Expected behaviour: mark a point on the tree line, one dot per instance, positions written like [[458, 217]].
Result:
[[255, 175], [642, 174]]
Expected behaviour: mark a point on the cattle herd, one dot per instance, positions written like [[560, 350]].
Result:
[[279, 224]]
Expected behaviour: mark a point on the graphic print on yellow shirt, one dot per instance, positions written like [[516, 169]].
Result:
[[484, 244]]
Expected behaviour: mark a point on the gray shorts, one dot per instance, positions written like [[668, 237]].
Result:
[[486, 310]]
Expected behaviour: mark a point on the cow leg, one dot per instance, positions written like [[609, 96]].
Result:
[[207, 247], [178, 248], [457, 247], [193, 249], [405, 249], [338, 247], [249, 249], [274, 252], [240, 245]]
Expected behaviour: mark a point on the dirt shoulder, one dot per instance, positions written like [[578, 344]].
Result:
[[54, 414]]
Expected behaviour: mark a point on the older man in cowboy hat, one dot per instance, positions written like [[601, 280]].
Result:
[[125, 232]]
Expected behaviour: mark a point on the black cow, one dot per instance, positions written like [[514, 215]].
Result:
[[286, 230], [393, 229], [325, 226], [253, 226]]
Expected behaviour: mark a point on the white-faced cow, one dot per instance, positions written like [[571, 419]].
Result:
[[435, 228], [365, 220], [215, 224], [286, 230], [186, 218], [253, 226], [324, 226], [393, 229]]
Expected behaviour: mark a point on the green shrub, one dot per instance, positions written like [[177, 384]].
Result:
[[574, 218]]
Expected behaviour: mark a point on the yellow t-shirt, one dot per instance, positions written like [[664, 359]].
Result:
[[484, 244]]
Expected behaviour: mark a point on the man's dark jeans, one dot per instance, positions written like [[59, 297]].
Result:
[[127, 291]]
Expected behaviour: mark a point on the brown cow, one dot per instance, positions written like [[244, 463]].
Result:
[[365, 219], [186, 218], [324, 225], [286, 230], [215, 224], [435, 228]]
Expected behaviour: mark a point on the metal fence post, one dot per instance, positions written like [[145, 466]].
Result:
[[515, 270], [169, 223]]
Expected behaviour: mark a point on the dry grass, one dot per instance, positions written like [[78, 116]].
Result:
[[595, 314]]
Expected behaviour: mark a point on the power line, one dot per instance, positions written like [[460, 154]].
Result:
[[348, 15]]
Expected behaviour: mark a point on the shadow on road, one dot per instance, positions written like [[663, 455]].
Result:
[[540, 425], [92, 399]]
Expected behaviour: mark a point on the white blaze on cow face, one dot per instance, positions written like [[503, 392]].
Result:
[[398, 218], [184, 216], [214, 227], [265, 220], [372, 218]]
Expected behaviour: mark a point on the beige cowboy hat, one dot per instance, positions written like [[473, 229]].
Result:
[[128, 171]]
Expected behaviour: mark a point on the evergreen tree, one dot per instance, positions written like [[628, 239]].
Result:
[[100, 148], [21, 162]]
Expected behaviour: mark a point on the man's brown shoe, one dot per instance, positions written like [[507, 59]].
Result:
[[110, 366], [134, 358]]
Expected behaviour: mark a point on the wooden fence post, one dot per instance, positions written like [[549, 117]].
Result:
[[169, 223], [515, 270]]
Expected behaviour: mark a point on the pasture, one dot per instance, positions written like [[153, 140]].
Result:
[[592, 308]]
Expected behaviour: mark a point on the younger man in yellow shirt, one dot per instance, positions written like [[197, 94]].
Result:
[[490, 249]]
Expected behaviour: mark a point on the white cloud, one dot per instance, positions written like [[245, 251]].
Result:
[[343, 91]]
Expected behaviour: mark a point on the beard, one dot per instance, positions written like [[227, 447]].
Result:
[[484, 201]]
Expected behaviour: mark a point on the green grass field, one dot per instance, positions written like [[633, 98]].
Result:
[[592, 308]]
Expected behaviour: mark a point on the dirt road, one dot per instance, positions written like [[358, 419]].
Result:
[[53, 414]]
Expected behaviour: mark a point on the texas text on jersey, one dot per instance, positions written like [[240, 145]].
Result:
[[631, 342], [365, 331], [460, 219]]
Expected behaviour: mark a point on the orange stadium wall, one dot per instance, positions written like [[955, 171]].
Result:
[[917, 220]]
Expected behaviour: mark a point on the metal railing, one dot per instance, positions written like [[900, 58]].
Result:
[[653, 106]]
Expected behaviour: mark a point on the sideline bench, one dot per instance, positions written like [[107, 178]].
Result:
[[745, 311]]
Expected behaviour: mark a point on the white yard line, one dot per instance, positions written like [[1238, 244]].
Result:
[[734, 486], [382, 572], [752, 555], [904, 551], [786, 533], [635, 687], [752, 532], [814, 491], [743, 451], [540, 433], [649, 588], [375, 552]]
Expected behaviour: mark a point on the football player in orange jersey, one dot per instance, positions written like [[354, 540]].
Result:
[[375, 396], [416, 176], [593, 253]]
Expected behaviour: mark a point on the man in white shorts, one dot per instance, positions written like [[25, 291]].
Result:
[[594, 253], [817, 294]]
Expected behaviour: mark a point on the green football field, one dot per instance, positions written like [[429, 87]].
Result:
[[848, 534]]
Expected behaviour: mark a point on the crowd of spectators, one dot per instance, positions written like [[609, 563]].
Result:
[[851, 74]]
_____
Count of lines with "metal": please work it out for the entries above and give the number by itself.

#### WORKED SOLUTION:
2